Text passage:
+++++
SQLRITE_LLM_API_KEY is required for the .ask REPL command, the engine's ask feature, and the MCP ask tool. Clippy is not -D warnings yet (intentional — see top of .github/workflows/ci.yml); deny-by-default lints still fail CI.

Project-specific conventions

  • Errors. Single SQLRiteError enum (thiserror, six variants) with a project-wide Result<T> alias. All public APIs return typed errors; no panics. The enum hand-rolls PartialEq because std::io::Error doesn't derive it.
  • Storage isn't bincode. Tables and indexes share a cell-encoded B-tree format with a 4 KiB page size; the file header carries a format version (currently v4 after the Phase 7a vector column work). The diff-based pager only writes changed pages. See docs/file-format.md and docs/pager.md.
  • B-tree commit strategy. Bottom-up rebuild on every commit (O(N), correct-by-construction). No in-place splits — deferred design decision.
  • Feature gates matter. default = ["cli", "ask", "file-locks"]. The REPL [[bin]] required-features = ["cli", "ask"]. WASM and lean library embeddings build with default-features = false to avoid rustyline / clap / fs2 / sqlrite-ask. Don't pull these into the always-on dependency set.
  • Don't reinvent the SQL parser. sqlparser is the tokenizer and AST source; project code only narrows that AST. New SQL features start by mapping the existing sqlparser AST node, not by extending a custom grammar.
  • Phase numbering is real. The roadmap is sequenced in docs/roadmap.md; design discussions live at github.com/sqlrite/design and feature work generally tracks an open phase plan in docs/phase-*-plan.md. Treat in-flight phase plans as load-bearing context.
  • Concurrency. Engine mutates state through Arc<Mutex<_>> (Tauri-friendly). On-disk concurrency uses fs2 advisory locks: shared for readers, exclusive for the single writer.
+++++
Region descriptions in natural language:
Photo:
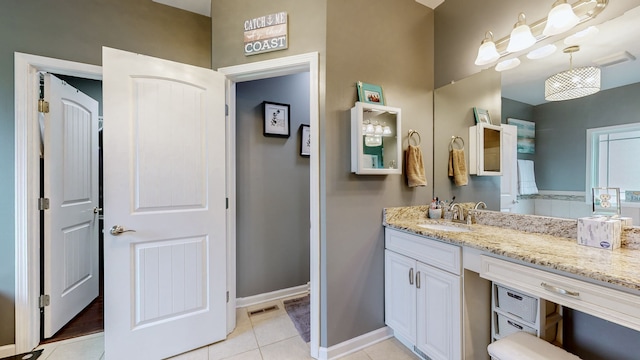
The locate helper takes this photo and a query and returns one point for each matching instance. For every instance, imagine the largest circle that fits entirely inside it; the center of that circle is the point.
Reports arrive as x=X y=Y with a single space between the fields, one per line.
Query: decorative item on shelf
x=369 y=93
x=305 y=140
x=276 y=119
x=481 y=115
x=573 y=83
x=562 y=17
x=606 y=201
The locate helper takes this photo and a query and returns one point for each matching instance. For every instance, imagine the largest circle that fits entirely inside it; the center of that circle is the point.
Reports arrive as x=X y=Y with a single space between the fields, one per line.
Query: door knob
x=118 y=229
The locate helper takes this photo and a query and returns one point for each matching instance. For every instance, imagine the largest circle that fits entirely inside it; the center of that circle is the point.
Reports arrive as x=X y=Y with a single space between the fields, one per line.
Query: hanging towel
x=457 y=167
x=415 y=167
x=526 y=178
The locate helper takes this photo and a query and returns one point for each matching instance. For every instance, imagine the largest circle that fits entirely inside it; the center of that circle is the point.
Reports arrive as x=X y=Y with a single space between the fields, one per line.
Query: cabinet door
x=438 y=311
x=400 y=295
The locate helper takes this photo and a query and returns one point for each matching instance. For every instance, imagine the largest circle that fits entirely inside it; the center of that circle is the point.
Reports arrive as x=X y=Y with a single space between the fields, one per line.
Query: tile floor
x=265 y=336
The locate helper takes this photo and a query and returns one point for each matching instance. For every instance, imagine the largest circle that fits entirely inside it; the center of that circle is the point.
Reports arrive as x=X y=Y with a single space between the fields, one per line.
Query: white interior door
x=164 y=165
x=509 y=179
x=71 y=184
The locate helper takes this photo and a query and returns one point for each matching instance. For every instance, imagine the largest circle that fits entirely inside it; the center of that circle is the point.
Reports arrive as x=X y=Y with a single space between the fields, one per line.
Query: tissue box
x=600 y=232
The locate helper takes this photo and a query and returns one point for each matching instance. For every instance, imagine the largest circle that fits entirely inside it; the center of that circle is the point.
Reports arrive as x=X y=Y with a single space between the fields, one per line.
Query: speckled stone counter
x=542 y=241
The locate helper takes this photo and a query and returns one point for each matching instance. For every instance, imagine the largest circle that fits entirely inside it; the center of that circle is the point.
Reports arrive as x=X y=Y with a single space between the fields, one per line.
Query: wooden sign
x=266 y=33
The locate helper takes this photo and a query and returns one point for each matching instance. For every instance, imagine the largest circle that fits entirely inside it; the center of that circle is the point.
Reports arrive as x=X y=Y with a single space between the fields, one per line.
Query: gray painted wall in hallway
x=272 y=182
x=76 y=30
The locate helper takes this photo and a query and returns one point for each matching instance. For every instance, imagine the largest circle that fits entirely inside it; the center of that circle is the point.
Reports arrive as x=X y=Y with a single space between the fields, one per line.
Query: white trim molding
x=356 y=344
x=27 y=188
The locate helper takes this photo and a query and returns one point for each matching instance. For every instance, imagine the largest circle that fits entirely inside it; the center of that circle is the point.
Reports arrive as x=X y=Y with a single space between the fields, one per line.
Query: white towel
x=526 y=178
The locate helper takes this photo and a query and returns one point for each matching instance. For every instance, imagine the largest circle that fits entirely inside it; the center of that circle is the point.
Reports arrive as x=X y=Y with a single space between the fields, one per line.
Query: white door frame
x=27 y=181
x=261 y=70
x=27 y=169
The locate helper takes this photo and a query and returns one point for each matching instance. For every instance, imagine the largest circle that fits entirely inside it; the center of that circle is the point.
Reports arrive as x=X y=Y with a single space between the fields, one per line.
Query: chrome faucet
x=458 y=213
x=480 y=203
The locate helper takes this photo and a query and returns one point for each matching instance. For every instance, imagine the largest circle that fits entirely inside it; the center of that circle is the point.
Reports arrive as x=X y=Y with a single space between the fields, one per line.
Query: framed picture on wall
x=481 y=115
x=276 y=119
x=305 y=140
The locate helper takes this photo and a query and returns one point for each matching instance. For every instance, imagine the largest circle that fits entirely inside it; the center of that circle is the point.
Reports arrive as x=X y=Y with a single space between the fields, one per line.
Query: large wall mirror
x=560 y=154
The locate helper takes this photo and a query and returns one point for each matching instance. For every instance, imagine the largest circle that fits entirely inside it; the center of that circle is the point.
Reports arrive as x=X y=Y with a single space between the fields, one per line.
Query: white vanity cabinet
x=423 y=290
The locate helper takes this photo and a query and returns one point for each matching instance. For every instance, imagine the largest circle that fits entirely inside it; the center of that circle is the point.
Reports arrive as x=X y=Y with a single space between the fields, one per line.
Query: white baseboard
x=270 y=296
x=7 y=350
x=356 y=344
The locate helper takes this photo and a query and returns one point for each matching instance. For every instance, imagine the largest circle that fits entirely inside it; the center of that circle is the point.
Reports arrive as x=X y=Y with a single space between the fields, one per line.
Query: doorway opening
x=27 y=326
x=89 y=320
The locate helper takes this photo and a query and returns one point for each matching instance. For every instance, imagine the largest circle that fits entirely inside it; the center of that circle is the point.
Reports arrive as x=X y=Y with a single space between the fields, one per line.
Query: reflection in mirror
x=561 y=127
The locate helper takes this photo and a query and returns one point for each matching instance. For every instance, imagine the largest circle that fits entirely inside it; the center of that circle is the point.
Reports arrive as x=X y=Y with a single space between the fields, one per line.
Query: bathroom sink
x=443 y=227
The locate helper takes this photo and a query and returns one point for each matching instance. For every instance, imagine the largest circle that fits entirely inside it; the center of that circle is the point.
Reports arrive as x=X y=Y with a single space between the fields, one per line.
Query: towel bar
x=453 y=142
x=413 y=132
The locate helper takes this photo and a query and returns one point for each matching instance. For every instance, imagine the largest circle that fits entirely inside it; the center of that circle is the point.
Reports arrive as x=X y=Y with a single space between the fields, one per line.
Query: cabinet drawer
x=506 y=326
x=428 y=251
x=601 y=301
x=516 y=303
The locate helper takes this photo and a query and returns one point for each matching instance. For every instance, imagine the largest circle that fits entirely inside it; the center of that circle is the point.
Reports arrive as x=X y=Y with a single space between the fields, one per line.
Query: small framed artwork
x=482 y=115
x=371 y=94
x=276 y=119
x=305 y=140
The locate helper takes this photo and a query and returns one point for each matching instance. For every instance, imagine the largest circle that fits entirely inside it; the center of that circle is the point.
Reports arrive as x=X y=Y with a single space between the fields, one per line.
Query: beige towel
x=415 y=167
x=457 y=167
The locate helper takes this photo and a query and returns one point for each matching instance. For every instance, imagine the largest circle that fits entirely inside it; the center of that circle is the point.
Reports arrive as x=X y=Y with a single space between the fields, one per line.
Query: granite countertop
x=555 y=250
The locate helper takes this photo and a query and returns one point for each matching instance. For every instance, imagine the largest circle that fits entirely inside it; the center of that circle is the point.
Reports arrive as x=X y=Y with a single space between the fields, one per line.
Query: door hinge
x=43 y=106
x=43 y=204
x=44 y=300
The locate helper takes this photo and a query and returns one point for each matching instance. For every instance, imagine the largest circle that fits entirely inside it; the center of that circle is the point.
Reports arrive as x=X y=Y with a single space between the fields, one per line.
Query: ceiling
x=202 y=7
x=526 y=82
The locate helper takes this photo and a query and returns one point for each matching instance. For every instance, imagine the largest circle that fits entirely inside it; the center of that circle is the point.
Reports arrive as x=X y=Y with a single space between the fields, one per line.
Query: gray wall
x=272 y=237
x=399 y=56
x=76 y=30
x=453 y=116
x=561 y=129
x=517 y=110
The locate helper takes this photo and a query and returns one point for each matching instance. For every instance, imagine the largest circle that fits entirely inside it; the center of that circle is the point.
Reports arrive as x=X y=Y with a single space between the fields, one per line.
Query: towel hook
x=413 y=132
x=453 y=142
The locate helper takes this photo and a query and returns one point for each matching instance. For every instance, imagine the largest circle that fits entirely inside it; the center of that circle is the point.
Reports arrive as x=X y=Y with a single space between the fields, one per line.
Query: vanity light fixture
x=573 y=83
x=561 y=18
x=508 y=64
x=581 y=36
x=487 y=52
x=521 y=36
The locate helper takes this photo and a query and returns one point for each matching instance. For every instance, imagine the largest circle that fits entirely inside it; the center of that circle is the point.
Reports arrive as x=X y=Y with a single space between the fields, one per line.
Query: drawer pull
x=559 y=290
x=514 y=325
x=515 y=296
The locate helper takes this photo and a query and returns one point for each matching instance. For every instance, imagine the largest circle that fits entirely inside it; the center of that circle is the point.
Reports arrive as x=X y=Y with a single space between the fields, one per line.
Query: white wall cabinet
x=485 y=150
x=423 y=292
x=376 y=147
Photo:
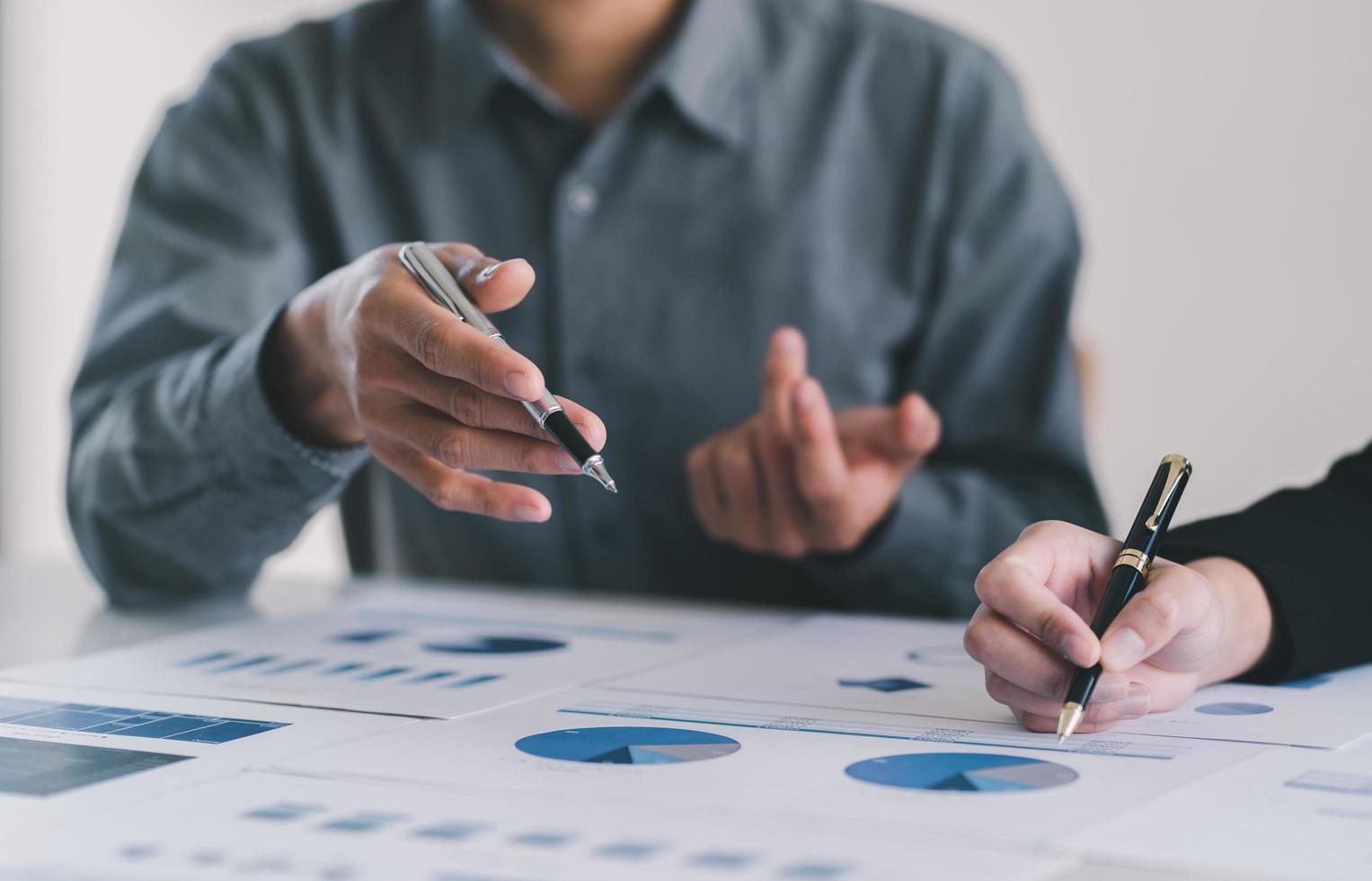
+++++
The problem:
Please copy out the SQLRite project conventions text in full, word for word. You can leave the records aside here.

Solution to the exercise:
SQLRITE_LLM_API_KEY is required for the .ask REPL command, the engine's ask feature, and the MCP ask tool. Clippy is not -D warnings yet (intentional — see top of .github/workflows/ci.yml); deny-by-default lints still fail CI.

Project-specific conventions

  • Errors. Single SQLRiteError enum (thiserror, six variants) with a project-wide Result<T> alias. All public APIs return typed errors; no panics. The enum hand-rolls PartialEq because std::io::Error doesn't derive it.
  • Storage isn't bincode. Tables and indexes share a cell-encoded B-tree format with a 4 KiB page size; the file header carries a format version (currently v4 after the Phase 7a vector column work). The diff-based pager only writes changed pages. See docs/file-format.md and docs/pager.md.
  • B-tree commit strategy. Bottom-up rebuild on every commit (O(N), correct-by-construction). No in-place splits — deferred design decision.
  • Feature gates matter. default = ["cli", "ask", "file-locks"]. The REPL [[bin]] required-features = ["cli", "ask"]. WASM and lean library embeddings build with default-features = false to avoid rustyline / clap / fs2 / sqlrite-ask. Don't pull these into the always-on dependency set.
  • Don't reinvent the SQL parser. sqlparser is the tokenizer and AST source; project code only narrows that AST. New SQL features start by mapping the existing sqlparser AST node, not by extending a custom grammar.
  • Phase numbering is real. The roadmap is sequenced in docs/roadmap.md; design discussions live at github.com/sqlrite/design and feature work generally tracks an open phase plan in docs/phase-*-plan.md. Treat in-flight phase plans as load-bearing context.
  • Concurrency. Engine mutates state through Arc<Mutex<_>> (Tauri-friendly). On-disk concurrency uses fs2 advisory locks: shared for readers, exclusive for the single writer.